» YOUR INSTRUCTIONS
Extend the essay on how C and C++ drifted apart, picking up right after its last sentence and keeping the same voice.

» SUPPLIED TEXT
┌──

August 30, 2020

The problem with C

Fish

In the early 70s, C was created at Bell Labs as a byproduct of the development of UNIX. It quickly became one of the most popular programming languages. But it was not expressive enough for Bjarne Stroustrup. And so, in 1983, as a byproduct of his Ph.D. thesis, he extended C.

C with classes was born.

At the time, Bjarne Stroustrup understood that a programming language has many components, not only the language, its compiler, but also a linker and libraries. Offering a familiar tool also makes adoption easier. In this historical context, it makes sense that C++ would be based on C.

Fast-forward 40 years later.

Both C and C++ are widely used in the industry. But go 5 minutes on the Internet and C developers will tell you that C++ is the most horrific man-made creation, while many C++ developers wait for the day when C finally burns in the hot flames of hell.

So what happened?

On the surface, C and C++ cater to the same use cases: high performance, deterministic, native but portable code for the widest range of hardware and applications.

But C is proudly a low-level language. A nicer assembly.

From day one, C++ had magic. Dark witchcraft: destructors. Suddenly the compiler was doing things on its own. It also had type inference very early on, but the developers of the mid-80s were not quite ready for that and Bjarne Stroustrup was pressured into removing auto, until it was added back to C++11.

From then, C++ got more and more tools to build abstractions. I don’t think it would be fair to say that C++ is a low-level or high-level language. It’s both, by design. But building high-level abstractions while not sacrificing performance is hard. C++ then needed tools to achieve that: constexpr, move semantics, templates, and an ever-growing standard library.

Fundamentally I think C trusts developers while C++ trusts compilers. This is a massive difference that sharing the same native types or syntax for while loop cannot hide.

C++ developers blame C for all their lost limbs, while C developers probably think C++ is batshit crazy. I imagine that is a fair perspective if you look at C++ through a C lense. C++ is pretty wild as a superset of C. A seasoned C person looking at C++ expecting familiarity in C++ will not find it. C++ is not C. This is enough to feed flamewars for generations.

└──

» DATA EXTRACT

┌──

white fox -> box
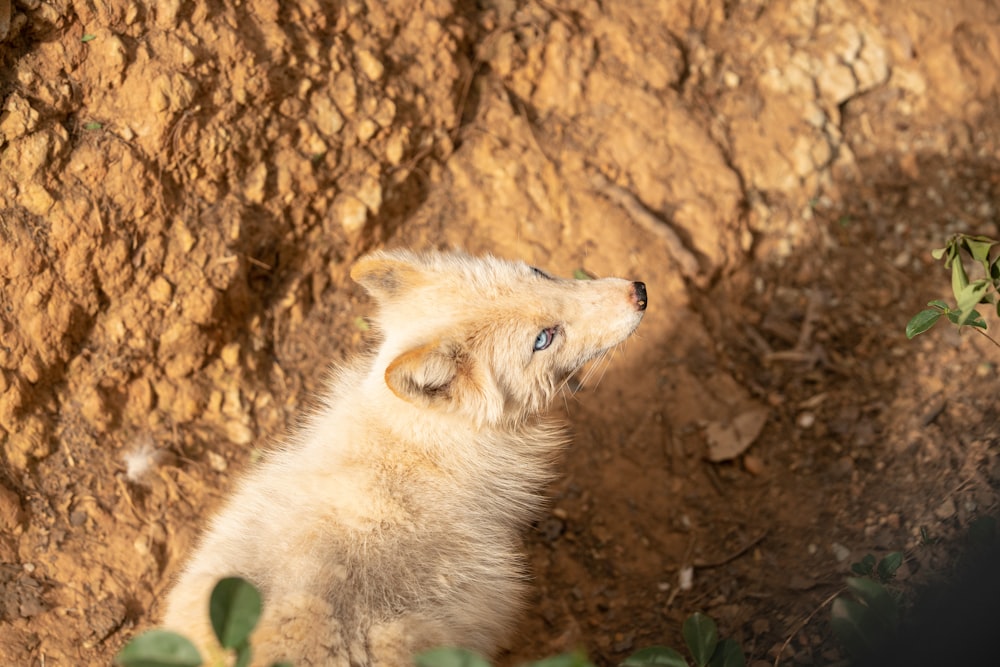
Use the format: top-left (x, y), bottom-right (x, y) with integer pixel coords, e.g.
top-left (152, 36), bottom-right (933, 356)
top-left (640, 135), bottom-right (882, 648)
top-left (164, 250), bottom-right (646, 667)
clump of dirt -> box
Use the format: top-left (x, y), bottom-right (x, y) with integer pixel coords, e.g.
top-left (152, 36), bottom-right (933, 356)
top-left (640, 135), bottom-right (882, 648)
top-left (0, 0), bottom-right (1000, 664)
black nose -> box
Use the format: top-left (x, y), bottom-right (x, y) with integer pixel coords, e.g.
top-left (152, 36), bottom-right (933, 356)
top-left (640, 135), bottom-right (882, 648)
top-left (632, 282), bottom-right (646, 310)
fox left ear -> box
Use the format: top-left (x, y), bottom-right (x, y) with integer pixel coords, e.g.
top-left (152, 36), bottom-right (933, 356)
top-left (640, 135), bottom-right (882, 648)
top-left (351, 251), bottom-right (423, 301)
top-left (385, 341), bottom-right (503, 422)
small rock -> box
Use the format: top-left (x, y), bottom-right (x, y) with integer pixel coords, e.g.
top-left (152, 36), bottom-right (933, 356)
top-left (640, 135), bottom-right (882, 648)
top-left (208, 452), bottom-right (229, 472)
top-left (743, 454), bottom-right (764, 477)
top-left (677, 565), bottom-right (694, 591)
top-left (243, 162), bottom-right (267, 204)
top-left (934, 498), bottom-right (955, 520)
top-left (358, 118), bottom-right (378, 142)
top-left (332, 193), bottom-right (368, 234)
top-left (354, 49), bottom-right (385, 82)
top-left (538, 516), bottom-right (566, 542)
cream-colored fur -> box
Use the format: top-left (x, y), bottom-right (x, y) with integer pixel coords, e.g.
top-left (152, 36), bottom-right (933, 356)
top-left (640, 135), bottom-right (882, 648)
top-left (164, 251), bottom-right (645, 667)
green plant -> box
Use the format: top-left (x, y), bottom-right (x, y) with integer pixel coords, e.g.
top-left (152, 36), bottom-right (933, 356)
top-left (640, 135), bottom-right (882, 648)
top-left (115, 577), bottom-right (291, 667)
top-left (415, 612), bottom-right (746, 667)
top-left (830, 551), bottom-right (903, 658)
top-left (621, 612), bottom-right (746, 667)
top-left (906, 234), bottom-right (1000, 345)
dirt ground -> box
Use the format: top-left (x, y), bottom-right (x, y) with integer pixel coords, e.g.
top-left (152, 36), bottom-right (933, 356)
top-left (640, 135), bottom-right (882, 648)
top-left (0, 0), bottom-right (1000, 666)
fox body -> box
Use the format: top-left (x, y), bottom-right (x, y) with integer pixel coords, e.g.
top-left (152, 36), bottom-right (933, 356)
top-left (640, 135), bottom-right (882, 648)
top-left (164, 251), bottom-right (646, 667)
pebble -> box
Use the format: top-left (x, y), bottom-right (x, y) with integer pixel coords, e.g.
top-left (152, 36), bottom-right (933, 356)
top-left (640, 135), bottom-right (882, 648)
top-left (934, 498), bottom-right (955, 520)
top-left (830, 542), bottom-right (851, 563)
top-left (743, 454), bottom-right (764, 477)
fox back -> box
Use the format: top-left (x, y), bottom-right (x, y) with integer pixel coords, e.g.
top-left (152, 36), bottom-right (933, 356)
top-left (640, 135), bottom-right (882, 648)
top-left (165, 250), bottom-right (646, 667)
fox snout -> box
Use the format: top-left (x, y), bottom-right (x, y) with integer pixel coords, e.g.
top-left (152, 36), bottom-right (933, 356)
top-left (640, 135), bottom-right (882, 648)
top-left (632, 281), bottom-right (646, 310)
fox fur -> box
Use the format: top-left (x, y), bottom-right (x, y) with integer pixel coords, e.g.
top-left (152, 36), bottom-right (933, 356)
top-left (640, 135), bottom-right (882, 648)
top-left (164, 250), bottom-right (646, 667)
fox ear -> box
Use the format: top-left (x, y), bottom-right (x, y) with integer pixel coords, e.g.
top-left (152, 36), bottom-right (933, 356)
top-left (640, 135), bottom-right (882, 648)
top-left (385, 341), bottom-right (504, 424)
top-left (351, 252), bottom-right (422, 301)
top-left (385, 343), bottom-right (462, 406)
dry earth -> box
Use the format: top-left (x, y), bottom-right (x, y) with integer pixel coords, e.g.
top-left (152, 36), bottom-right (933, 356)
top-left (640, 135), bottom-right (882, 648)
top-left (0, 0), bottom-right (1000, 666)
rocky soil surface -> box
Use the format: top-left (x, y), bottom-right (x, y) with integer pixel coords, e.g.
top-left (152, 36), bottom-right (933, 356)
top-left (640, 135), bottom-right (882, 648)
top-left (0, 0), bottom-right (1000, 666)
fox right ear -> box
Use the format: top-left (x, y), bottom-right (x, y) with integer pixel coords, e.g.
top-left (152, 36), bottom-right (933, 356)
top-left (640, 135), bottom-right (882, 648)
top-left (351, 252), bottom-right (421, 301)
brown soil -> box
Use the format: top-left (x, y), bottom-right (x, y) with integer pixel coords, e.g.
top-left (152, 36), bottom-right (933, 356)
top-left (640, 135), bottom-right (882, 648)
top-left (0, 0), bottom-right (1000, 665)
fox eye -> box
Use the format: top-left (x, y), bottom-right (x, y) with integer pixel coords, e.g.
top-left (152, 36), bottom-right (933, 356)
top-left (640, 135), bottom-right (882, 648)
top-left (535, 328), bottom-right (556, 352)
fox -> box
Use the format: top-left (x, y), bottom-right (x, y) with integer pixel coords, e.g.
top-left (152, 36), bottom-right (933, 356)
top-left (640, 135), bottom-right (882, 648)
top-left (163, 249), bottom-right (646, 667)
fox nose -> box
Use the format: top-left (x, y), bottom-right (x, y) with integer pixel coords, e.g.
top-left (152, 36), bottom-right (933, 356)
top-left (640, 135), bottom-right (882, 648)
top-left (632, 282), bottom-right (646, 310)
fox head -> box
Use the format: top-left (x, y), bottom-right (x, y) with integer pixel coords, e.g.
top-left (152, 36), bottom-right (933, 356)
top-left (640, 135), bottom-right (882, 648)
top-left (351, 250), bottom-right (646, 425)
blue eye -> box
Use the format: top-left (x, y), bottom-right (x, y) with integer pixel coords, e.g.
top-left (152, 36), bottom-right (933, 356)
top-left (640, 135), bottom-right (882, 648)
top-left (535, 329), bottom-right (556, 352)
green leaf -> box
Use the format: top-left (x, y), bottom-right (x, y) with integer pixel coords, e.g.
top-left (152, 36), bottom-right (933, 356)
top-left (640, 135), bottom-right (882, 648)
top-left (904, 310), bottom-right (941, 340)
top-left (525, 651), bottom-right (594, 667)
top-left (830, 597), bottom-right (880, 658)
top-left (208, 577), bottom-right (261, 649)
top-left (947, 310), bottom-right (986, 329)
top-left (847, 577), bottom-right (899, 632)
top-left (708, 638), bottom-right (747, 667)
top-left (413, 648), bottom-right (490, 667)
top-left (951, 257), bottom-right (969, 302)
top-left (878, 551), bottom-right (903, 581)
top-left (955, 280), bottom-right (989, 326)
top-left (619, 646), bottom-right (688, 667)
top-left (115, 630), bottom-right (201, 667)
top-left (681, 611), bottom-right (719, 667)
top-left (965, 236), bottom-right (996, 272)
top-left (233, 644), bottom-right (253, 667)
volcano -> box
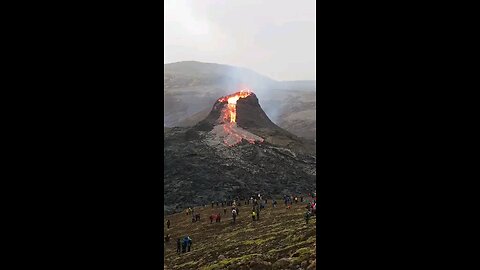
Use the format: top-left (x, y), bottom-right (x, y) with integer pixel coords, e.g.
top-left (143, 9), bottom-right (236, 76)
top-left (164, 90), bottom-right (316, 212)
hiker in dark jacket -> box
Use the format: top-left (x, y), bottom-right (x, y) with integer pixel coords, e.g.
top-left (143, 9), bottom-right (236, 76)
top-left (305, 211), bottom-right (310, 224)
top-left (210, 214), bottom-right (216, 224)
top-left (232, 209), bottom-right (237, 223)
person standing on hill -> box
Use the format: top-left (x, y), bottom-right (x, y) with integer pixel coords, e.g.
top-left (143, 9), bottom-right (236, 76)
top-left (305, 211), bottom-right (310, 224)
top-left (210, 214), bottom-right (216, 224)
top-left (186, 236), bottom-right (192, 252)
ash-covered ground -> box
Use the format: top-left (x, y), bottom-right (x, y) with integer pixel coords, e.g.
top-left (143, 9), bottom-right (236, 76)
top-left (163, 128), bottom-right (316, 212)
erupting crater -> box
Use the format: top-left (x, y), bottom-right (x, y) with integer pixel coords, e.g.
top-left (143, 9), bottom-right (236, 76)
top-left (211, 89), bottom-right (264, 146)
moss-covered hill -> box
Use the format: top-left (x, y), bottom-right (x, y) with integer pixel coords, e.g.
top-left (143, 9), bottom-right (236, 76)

└──

» OUTPUT
But as much as I dislike C, I don’t have any legitimacy to make fun of it. See, I have some experience with C++ but I wrote very little C. It was probably bad C. A language is also its good practices, patterns, idioms, and these take years to learn. If you try to write C code like it’s C++ or C++ like it is C, you will have a bad time. Knowing C doesn’t teach you C++. Knowing C++ does not teach you C.

So can we all stop saying C/C++, regret the unfortunate naming, and sing kumbaya in harmony? Not so fast.

See, despite being philosophically different from C, C++ is still somewhat a superset of C. That is to say, you can include a C header in a C++ translation unit and that should compile. And this is where it gets messy.

C++ is not an extension of C. It is designed as a separate standard, by a different committee, different people. Logically, people who like C++'s philosophy will get involved in the C++ community and the C++ standardization process while other people might try to get involved with C. Committees, whether its C’s or C++'s, only manifest intent and direction through their respective end-product: the standards; standards which are the fruits of numerous voting.

At the same time, it is difficult for a compiler to know that it is dealing with a C header or a C++ header.

extern "C" is not used consistently and only affects mangling, but neither grammar nor semantics. And headers only exists in the eyes of the preprocessor, for a C++ compiler, everything is a C++ translation unit, and therefore C++. And yet, people include C headers in C++ and expect it to “just work” ™️. Which it mostly does.

We can wonder then,

How C++ maintains C compatibility while being developed by different people in different places?

Badly, I’m afraid.

A coworker recently reminded me of Conway’s law:

Any organization that designs a system (defined broadly) will produce a design whose structure is a copy of the organization’s communication structure

By that logic, it would stand to reason that if the two committees don’t interoperate, neither would the languages they produce.

C++ maintains a list of incompatibilities with C and its standard library. This list does not seem to reflect the many features that were added to C11 and C18 but are not valid C++ constructs. Wikipedia draws a clearer picture.

Listing incompatibilities isn’t sufficient to get a measure of incompatibilities between both languages.

Functions that exist in the C++ standard library but whose primary declaration is expected to come from C are difficult to make constexpr, and more difficult still to make noexcept. C compatibility translates to performance costs and C functions are optimization barriers.

Many C constructs are valid C++ but should never pass a code review (NULL, longjmp, malloc, create/destroy functions, free, C casts), etc.

These might not be bad C idioms, but they are bad C++. C++ has a stronger type system, and unfortunately using C idioms punch a giant hole in that type system, and so C compatibility has a cost in terms of safety.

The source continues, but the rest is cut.